Kutipan:

Kumpul keluarga besar pada hari raya sudah jadi tradisi di masyarakat pemeluk agama/kepercayaan. Motif berkumpulnya pun beragam saja: melepas rasa rindu antar anggota keluarga besar, menyempurnakan akad maaf-memaafkan, atau sekadar mengikuti agenda tetap di keluarga.
Bicara rindu, bisa jadi salah satu manifestasinya ialah bertanya kabar terkini para kerabat—pun membagikan kabar diri sendiri pada mereka.
Secara tersirat, aktivitas silang kabar ini menguak prinsip hidup masing-masing kerabat. Pun, disadari atau tidak, kesamaan prinsip hidup menjadi salah satu indikator terbentuknya kubu-kubu kecil di forum kumpul keluarga.
Yang demikian memanglah wajar terjadi, lantaran, sebagai makhluk sosial, manusia cenderung lebih mudah menerima prinsip hidup yang umum dilakukan ketimbang yang tidak. Oleh karenanya, dalam forum tersebut, prinsip hidup yang masuk kategori tidak umum masih belum mudah diterima—bahkan setidaknya disikapi secara suportif.
Perbedaan yang tak disikapi secara suportif seringkali berujung pada situasi canggung, bahkan perundungan. Situasi semacam itu dapat menyiksa salah satu pihak/kubu; dan biasanya kubu minoritaslah yang tersiksa.
Bila mau jujur, saya yakin banyak sanak famili yang kini absen kumpul keluarga karena sebelumnya pernah menghadapi situasi menyiksa.

Data yang Diberikan:
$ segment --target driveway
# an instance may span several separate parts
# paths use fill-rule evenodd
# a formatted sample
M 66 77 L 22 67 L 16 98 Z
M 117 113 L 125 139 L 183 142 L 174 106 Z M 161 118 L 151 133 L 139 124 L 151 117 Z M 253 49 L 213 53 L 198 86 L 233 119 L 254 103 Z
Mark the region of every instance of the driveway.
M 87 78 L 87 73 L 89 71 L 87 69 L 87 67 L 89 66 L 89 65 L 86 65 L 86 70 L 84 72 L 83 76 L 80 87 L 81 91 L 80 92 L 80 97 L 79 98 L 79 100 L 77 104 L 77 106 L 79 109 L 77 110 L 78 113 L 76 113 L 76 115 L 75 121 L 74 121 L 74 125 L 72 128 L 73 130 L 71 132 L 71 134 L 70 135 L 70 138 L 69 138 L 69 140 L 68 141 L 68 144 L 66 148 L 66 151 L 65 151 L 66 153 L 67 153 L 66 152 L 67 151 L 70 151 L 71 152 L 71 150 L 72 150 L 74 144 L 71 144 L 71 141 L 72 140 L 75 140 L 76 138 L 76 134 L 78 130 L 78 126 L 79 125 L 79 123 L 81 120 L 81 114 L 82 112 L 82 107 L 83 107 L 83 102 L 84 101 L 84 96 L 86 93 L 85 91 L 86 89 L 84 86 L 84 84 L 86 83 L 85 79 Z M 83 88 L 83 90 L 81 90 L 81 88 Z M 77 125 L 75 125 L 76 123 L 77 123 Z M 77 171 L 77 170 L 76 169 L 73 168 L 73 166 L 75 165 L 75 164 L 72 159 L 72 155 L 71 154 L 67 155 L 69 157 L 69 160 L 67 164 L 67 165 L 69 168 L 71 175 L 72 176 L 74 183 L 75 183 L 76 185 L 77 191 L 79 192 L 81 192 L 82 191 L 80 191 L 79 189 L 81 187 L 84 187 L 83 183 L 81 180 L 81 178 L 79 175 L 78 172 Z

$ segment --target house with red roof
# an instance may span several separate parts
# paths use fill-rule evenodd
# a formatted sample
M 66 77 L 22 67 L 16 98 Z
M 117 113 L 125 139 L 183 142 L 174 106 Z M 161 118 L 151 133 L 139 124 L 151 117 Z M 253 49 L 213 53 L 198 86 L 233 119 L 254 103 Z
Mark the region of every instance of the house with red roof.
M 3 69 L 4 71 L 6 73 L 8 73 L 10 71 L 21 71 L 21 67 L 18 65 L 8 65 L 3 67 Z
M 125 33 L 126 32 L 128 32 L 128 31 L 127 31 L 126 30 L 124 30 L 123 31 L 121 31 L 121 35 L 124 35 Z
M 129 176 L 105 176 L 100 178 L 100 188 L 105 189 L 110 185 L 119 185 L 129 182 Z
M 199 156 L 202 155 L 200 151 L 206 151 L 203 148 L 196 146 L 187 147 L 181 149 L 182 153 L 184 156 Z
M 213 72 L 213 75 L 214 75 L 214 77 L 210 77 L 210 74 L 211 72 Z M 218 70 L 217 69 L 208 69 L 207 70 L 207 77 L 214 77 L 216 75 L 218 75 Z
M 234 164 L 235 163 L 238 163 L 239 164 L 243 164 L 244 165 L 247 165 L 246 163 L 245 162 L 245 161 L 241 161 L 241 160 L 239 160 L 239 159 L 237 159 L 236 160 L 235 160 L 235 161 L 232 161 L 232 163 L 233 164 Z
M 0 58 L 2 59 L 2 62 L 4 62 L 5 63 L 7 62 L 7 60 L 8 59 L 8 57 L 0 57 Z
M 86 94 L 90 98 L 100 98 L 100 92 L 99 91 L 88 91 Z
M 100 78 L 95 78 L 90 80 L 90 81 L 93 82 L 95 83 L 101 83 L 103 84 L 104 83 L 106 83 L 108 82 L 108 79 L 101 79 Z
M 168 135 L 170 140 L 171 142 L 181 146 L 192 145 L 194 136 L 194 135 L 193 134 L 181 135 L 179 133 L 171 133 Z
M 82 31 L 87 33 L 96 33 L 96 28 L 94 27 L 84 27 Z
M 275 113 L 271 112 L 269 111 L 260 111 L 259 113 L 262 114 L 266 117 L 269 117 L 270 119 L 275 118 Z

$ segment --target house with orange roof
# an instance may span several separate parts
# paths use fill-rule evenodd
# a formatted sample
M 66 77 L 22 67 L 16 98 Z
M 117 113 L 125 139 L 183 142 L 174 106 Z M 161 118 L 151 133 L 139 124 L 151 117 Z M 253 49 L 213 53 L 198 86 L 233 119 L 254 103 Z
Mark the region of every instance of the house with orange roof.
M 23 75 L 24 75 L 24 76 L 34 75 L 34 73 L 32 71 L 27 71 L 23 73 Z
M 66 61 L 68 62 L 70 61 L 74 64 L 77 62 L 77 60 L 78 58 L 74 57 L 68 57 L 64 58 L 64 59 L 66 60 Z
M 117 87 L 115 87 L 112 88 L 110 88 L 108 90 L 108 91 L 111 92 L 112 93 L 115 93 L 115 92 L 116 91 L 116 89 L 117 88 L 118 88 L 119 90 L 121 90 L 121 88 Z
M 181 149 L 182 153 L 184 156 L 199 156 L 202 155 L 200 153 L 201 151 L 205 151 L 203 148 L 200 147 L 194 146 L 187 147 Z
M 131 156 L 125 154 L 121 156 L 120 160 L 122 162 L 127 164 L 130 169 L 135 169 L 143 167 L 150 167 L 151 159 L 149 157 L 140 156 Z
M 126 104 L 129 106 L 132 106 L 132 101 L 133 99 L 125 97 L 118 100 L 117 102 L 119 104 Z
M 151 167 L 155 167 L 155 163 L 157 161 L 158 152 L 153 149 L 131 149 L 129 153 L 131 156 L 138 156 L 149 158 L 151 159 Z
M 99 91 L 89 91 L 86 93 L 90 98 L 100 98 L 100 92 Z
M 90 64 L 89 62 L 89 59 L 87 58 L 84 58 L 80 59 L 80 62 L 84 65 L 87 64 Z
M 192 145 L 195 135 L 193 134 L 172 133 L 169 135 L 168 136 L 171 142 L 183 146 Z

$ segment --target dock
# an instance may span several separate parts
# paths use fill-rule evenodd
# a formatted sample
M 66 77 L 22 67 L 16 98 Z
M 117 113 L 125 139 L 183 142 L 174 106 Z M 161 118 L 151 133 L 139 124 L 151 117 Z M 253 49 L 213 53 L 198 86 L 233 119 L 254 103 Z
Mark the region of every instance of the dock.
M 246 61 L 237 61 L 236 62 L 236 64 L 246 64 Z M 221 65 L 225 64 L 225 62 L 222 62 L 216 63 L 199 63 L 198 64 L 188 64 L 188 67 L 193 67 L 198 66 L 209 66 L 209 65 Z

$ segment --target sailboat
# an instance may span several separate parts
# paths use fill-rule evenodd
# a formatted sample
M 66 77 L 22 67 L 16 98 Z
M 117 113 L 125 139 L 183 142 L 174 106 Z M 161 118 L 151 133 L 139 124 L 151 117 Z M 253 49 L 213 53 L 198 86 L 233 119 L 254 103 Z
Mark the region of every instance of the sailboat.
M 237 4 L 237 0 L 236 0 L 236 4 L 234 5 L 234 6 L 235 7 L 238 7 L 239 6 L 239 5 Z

Tugas yang Dikerjakan:
A. Tuliskan kembali tanpa perubahan baris-baris dalam data, mulai dari baris yang memuat "--target house with orange roof" hingga baris yang memuat "M 192 145 L", kedua baris itu ikut disertakan.
B. Sambunglah kutipan tentang kumpul keluarga pada hari raya mulai dari bagian tempat kutipan itu berakhir.
Data tersebut sama sekali tidak berkaitan dengan kutipan.

Jawaban Latihan:
A.
$ segment --target house with orange roof
# an instance may span several separate parts
# paths use fill-rule evenodd
# a formatted sample
M 66 77 L 22 67 L 16 98 Z
M 117 113 L 125 139 L 183 142 L 174 106 Z M 161 118 L 151 133 L 139 124 L 151 117 Z M 253 49 L 213 53 L 198 86 L 233 119 L 254 103 Z
Mark the region of every instance of the house with orange roof.
M 23 75 L 24 75 L 24 76 L 34 75 L 34 73 L 32 71 L 27 71 L 23 73 Z
M 66 61 L 68 62 L 70 61 L 74 64 L 77 62 L 77 60 L 78 58 L 74 57 L 68 57 L 64 58 L 64 59 L 66 60 Z
M 117 87 L 115 87 L 112 88 L 110 88 L 108 90 L 108 91 L 111 92 L 112 93 L 115 93 L 115 92 L 116 91 L 116 89 L 117 88 L 118 88 L 119 90 L 121 90 L 121 88 Z
M 181 149 L 182 153 L 184 156 L 199 156 L 202 155 L 200 153 L 201 151 L 205 151 L 203 148 L 200 147 L 194 146 L 187 147 Z
M 131 156 L 125 154 L 121 156 L 120 160 L 122 162 L 127 164 L 130 169 L 135 169 L 143 167 L 150 167 L 151 159 L 149 157 L 140 156 Z
M 126 104 L 129 106 L 132 106 L 132 101 L 133 99 L 125 97 L 118 100 L 117 102 L 119 104 Z
M 151 167 L 155 167 L 155 163 L 157 161 L 158 152 L 153 149 L 131 149 L 129 153 L 131 156 L 138 156 L 149 158 L 151 159 Z
M 99 91 L 89 91 L 86 93 L 90 98 L 100 98 L 100 92 Z
M 90 64 L 89 62 L 89 59 L 87 58 L 84 58 L 80 59 L 80 62 L 84 65 L 87 64 Z
M 192 145 L 195 135 L 193 134 L 172 133 L 169 135 L 168 136 L 171 142 L 183 146 Z

B.
Bibit situasi menyiksa dapatlah berupa topik obrolan—yang tentu saja adalah hasil dari kegagalan menerima perbedaan prinsip hidup. Sejumlah topik yang rajin muncul dalam forum kumpul keluarga, antara lain: pekerjaan sebagai pegawai negeri sipil (PNS), bisnis beromset tinggi, dan pencapaian dalam rumah tangga.
Bagi saya, topik-topik di atas lebih tepat disebut sebagai basa-basi—yang telah mencerminkan betapa sesungguhnya kita, sebagai pelontar topik, tak betul-betul mengenal lawan bicara.
Jika benar-benar saling mengenal, atau paling tidak memiliki upaya untuk saling mengenal, saya pikir topik obrolan akan mengerucut kepada minat khusus serta aktivitas yang memang sedang dilakoni si lawan bicara. Setidaknya, kita tak akan bertanya soal CPNS sambil senyum-senyum (sok) polos kepada kerabat yang sudah jelas memilih fokus menggarap gabah dari sawahnya sendiri.
Saya, sebagai guru, penulis, serta pegiat program seni, acapkali membayangkan betapa asyiknya bila para kerabat—dengan antusias—bertanya kepada saya: “Kapan terbit buku baru?”, “Mana yang lebih mudah, mengajar anak-anak atau orang dewasa?”, “Kapan ada pertunjukan teater lagi di Mataram?”, dan semacamnya.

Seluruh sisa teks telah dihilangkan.